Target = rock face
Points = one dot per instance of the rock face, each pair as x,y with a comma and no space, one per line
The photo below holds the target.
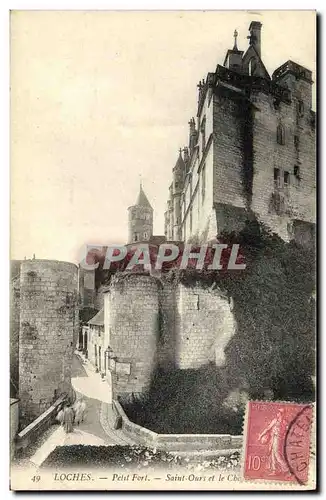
47,333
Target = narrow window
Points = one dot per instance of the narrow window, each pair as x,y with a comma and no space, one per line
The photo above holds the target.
203,135
280,135
296,172
276,177
203,183
286,178
300,108
251,66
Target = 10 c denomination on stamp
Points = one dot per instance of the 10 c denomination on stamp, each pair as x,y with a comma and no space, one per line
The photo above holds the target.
277,441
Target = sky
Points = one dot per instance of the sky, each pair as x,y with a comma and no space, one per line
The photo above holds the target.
102,99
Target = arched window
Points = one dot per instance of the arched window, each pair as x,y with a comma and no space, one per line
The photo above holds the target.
251,66
300,108
280,135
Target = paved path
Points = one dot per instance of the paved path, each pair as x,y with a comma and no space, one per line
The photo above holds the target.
97,428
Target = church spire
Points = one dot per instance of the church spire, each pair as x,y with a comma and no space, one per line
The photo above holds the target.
142,200
235,35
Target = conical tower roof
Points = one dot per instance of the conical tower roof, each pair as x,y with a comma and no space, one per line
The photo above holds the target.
180,164
142,199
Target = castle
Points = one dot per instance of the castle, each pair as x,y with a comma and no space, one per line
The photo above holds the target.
251,153
251,150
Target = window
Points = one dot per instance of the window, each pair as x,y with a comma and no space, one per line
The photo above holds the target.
277,177
251,66
286,178
297,176
203,183
296,171
203,135
300,108
280,135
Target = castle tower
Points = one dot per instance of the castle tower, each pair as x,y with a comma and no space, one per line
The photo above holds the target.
140,219
179,171
47,335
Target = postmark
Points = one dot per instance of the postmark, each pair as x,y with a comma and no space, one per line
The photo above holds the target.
277,441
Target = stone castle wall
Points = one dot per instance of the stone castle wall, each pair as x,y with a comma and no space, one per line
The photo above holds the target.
156,324
48,333
14,335
133,332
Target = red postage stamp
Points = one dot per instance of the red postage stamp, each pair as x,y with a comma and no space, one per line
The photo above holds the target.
277,441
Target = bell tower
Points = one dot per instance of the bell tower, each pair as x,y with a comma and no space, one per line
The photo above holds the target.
140,219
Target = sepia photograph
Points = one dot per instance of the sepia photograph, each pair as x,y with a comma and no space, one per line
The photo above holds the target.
163,250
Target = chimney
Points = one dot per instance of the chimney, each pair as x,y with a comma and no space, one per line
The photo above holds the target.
186,155
254,38
192,134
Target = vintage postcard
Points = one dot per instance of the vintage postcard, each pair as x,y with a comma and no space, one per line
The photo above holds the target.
163,219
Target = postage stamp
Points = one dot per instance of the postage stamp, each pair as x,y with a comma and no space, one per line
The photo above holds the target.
277,445
162,271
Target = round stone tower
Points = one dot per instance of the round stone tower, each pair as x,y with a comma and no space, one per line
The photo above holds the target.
140,219
47,333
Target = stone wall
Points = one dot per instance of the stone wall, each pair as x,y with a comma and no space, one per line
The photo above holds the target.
206,325
162,325
14,335
278,204
134,331
169,325
48,333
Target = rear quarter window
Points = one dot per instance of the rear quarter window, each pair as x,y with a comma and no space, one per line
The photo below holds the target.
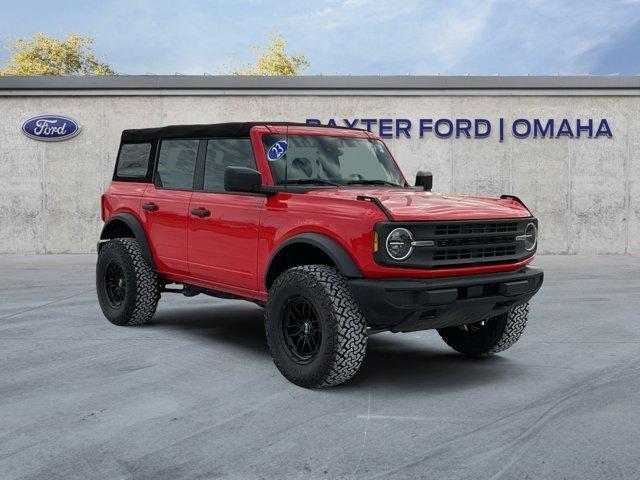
133,160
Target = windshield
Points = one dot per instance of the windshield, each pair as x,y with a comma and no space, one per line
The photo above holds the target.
330,160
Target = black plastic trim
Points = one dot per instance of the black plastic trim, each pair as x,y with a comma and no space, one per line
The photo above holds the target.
376,201
134,225
333,249
422,257
517,199
412,304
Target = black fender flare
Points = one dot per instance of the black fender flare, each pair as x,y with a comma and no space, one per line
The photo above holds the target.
333,249
138,232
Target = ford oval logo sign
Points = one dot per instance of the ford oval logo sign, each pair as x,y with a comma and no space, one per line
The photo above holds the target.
50,128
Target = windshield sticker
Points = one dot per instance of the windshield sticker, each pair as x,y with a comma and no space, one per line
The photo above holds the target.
277,150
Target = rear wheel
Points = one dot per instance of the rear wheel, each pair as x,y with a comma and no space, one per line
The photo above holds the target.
490,336
128,289
315,331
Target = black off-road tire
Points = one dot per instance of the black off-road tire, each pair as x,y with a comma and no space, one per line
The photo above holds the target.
496,335
140,283
343,330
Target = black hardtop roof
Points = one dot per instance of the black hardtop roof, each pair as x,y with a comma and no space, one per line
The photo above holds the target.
226,130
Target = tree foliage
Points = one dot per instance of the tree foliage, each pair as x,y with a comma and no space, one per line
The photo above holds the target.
273,60
45,55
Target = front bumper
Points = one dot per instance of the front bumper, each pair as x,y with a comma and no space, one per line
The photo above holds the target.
410,305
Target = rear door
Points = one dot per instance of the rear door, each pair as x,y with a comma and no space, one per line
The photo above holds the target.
223,226
165,204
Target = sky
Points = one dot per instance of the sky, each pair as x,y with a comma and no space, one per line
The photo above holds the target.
342,37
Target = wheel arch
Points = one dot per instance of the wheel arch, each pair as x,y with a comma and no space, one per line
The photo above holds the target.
126,225
309,248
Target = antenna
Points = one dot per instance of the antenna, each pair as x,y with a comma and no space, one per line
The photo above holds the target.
286,160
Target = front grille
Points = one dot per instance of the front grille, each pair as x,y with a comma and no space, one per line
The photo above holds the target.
473,253
470,228
460,243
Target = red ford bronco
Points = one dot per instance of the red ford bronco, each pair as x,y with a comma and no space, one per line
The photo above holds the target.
319,226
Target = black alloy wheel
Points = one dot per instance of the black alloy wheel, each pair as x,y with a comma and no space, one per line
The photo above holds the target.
301,330
115,283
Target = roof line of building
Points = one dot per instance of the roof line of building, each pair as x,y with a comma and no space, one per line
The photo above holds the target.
397,83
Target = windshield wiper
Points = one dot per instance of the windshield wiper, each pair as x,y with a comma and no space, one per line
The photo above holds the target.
372,182
309,181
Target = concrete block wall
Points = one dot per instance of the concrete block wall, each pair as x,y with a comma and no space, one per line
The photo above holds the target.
586,192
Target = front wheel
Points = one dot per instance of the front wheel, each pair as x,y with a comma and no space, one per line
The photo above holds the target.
488,336
128,289
315,331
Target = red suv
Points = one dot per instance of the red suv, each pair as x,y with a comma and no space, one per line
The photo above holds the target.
319,226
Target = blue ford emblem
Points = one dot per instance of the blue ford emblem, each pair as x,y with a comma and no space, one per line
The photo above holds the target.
50,128
277,150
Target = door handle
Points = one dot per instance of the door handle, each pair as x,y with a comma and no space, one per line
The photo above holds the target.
201,212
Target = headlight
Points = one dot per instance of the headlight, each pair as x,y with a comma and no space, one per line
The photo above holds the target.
399,243
530,237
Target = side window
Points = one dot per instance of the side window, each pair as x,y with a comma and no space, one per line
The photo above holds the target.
133,161
223,153
176,164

Descrizione esercizio:
Puoi riscrivere tutte le righe dei record sopra come elenco numerato, saltando le righe vuote e lasciando fuori le immagini?

Risultato:
1. Target = rock face
2. Points = one dot per instance of the rock face, each pair as x,y with a comma and no space, one per line
3. The photo below holds the target.
4. 47,333
5. Target = narrow window
6. Points = one dot per instance of the narrow window, each pair as x,y with a comma and no space, one per line
7. The photo above holds the target.
8. 203,135
9. 280,135
10. 296,172
11. 276,177
12. 203,183
13. 286,178
14. 300,108
15. 251,66
16. Target = 10 c denomination on stamp
17. Points = one dot per instance of the 10 c denomination on stamp, each pair as x,y with a comma and no space, one per line
18. The photo above holds the target.
19. 277,441
20. Target = sky
21. Points = one dot per instance of the sky, each pair as x,y with a comma and no space, one per line
22. The photo above holds the target.
23. 102,99
24. Target = arched window
25. Points = one dot per instance of the arched window, each pair as x,y with a comma and no space, one per line
26. The photo above holds the target.
27. 251,66
28. 300,108
29. 280,135
30. Target = paved path
31. Points = one dot per instance of the paved path, each pair as x,y with a comma and no space, one per line
32. The photo above holds the target.
33. 97,428
34. Target = church spire
35. Points = one dot per instance of the church spire, each pair as x,y with a comma and no space, one per line
36. The photo above holds the target.
37. 142,200
38. 235,35
39. Target = conical tower roof
40. Points = one dot per instance of the conical tower roof, each pair as x,y with a comma and no space, one per line
41. The photo above holds the target.
42. 180,164
43. 142,199
44. Target = castle
45. Points = one dot per instance of the castle, each pair as x,y with a comma and no space, one per line
46. The photo above holds the target.
47. 251,153
48. 251,150
49. Target = window
50. Points = one dot per instance of the window, each pair as x,y with a comma and no space, one per line
51. The photo above holds the target.
52. 277,177
53. 251,66
54. 286,178
55. 297,176
56. 203,183
57. 296,171
58. 203,135
59. 300,108
60. 280,135
61. Target = castle tower
62. Points = one dot per instance of the castle tower, each pair as x,y with a comma and no space, one per line
63. The photo above holds the target.
64. 140,219
65. 179,171
66. 47,335
67. Target = postmark
68. Points = one dot per instance of the postmark, each pair as x,y with a comma and no space, one per line
69. The photo above holds the target.
70. 277,441
71. Target = stone castle wall
72. Points = one dot per instance of the stone castle wall, each pair as x,y with a comma and no space, one per line
73. The photo above holds the target.
74. 156,324
75. 48,333
76. 14,335
77. 133,332
78. Target = red postage stamp
79. Points = one dot per instance of the red postage stamp, each pair as x,y with a comma and no space, one per line
80. The photo above holds the target.
81. 277,441
82. Target = bell tower
83. Points = one dot per instance of the bell tower, each pair as x,y with a comma and no space, one per line
84. The photo above holds the target.
85. 140,219
86. Target = sepia photograph
87. Points = one dot per instance of the sepia photograph, each pair as x,y with a comma and no space, one per line
88. The photo above holds the target.
89. 163,250
90. Target = chimney
91. Points = one dot per instance of the chimney, each pair as x,y with a comma and no space, one per line
92. The photo above holds the target.
93. 186,155
94. 254,38
95. 192,134
96. Target = vintage postcard
97. Points = one dot per instance of the vintage postcard, each pair as x,y with a comma and no space, one per line
98. The photo above holds the target.
99. 163,219
100. Target = postage stamp
101. Points = one dot per instance of the postage stamp, each pair as x,y with a comma and no space, one per line
102. The photo above holds the target.
103. 277,445
104. 162,271
105. Target = round stone tower
106. Points = one dot per instance of the round stone tower, each pair as x,y with a comma and no space, one per line
107. The photo above holds the target.
108. 140,219
109. 47,333
110. Target = stone wall
111. Points = one dot per instance of the stone wall, each pair as x,y with a comma and no space, one per line
112. The photo above holds the target.
113. 206,325
114. 162,325
115. 14,335
116. 278,204
117. 134,331
118. 169,325
119. 48,333
120. Target = rear quarter window
121. Points = one dot per instance of the rear quarter window, each pair as x,y with a comma and no space, one per line
122. The photo below holds the target.
123. 133,160
124. Target = windshield
125. Points = one dot per instance of the windshield, each pair as x,y with a comma and no space, one per line
126. The photo above holds the target.
127. 330,160
128. Target = black plastic trim
129. Points = one dot per instance of the black plastic trim, each pair as x,y with a comma and no space, one per line
130. The photo above holds the target.
131. 376,201
132. 134,225
133. 333,249
134. 422,257
135. 517,199
136. 412,304
137. Target = black fender flare
138. Points = one dot per instance of the black fender flare, each pair as x,y with a comma and no space, one per line
139. The photo above holds the target.
140. 333,249
141. 138,232
142. Target = ford oval logo sign
143. Points = one dot per instance of the ford oval logo sign, each pair as x,y with a comma and no space, one per line
144. The photo above holds the target.
145. 50,128
146. Target = windshield sticker
147. Points = one dot per instance of the windshield sticker, each pair as x,y with a comma and no space, one per line
148. The photo above holds the target.
149. 277,150
150. Target = rear wheel
151. Points = one dot per instance of the rear wheel, each pair as x,y with a comma and no space, one per line
152. The photo above holds the target.
153. 490,336
154. 128,289
155. 315,331
156. Target = black off-road tire
157. Points = one dot per instance of the black off-road tire, each pair as x,y with a comma and no space, one per line
158. The photo above holds the target.
159. 496,335
160. 140,283
161. 343,330
162. Target = black hardtop roof
163. Points = one dot per instance of the black hardtop roof, each pair as x,y with a comma and no space, one per line
164. The photo above holds the target.
165. 226,130
166. Target = tree foliage
167. Points = one dot per instance of the tree foliage, each pair as x,y with a comma and no space, one per line
168. The photo above holds the target.
169. 273,60
170. 45,55
171. Target = front bumper
172. Points = one dot per instance of the front bumper, each pair as x,y with a comma and no space, one per line
173. The photo above holds the target.
174. 410,305
175. Target = rear door
176. Points = one dot per instance of the rear door, each pair as x,y with a comma and no space, one per line
177. The photo above holds the target.
178. 223,226
179. 165,204
180. Target = sky
181. Points = one dot per instance of the sky, each pair as x,y with a comma and no space, one per line
182. The photo above holds the target.
183. 342,37
184. Target = wheel arch
185. Points = one dot per instance of the wheel arch, each pair as x,y with a comma and no space, one per line
186. The photo above holds the target.
187. 126,225
188. 309,248
189. Target = antenna
190. Points = one dot per instance of the antenna, each pair as x,y with a comma and no space, one per line
191. The photo above holds the target.
192. 286,160
193. Target = front grille
194. Points = one dot per instance of the front grille, each pair as x,y with a comma and no space, one per line
195. The photo above holds the target.
196. 473,253
197. 470,228
198. 460,243
199. Target = red ford bronco
200. Points = one dot per instance of the red ford bronco, each pair as x,y with a comma and no space, one per line
201. The photo above holds the target.
202. 319,226
203. Target = black alloy wheel
204. Points = one dot per instance of the black alloy wheel, each pair as x,y with a comma and no space, one per line
205. The photo above holds the target.
206. 301,330
207. 115,283
208. Target = roof line of building
209. Points = one dot per instance of the roof line of building, each pair as x,y with a comma and no space, one per line
210. The photo above holds the target.
211. 397,83
212. Target = windshield wiper
213. Points = one dot per instance of the windshield wiper, each pair as x,y with a comma and no space, one per line
214. The photo above holds the target.
215. 372,182
216. 309,181
217. Target = concrete block wall
218. Points = one dot per instance of the concrete block wall, each pair as x,y with a comma and no space, one per line
219. The photo above holds the target.
220. 586,192
221. Target = front wheel
222. Points = one dot per instance of the front wheel, each pair as x,y with a comma and no space, one per line
223. The photo above holds the target.
224. 488,336
225. 128,289
226. 315,331
227. Target = red suv
228. Points = one dot per instance of the red suv, each pair as x,y with a comma and no space, one per line
229. The photo above holds the target.
230. 319,226
231. Target = blue ford emblem
232. Points = one dot per instance of the blue ford emblem, each pair as x,y with a comma and no space, one per line
233. The photo above holds the target.
234. 50,128
235. 277,150
236. Target = door handle
237. Points = one dot per instance of the door handle, each pair as x,y with a comma and no space, one per line
238. The photo above holds the target.
239. 201,212
240. Target = headlight
241. Points = one dot per instance of the headlight, each pair as x,y with a comma and no space, one per line
242. The photo above holds the target.
243. 399,243
244. 530,237
245. Target = side window
246. Points = one dot per instance of the side window, each pair as x,y with a comma and no space, one per line
247. The photo above holds the target.
248. 133,161
249. 223,153
250. 176,164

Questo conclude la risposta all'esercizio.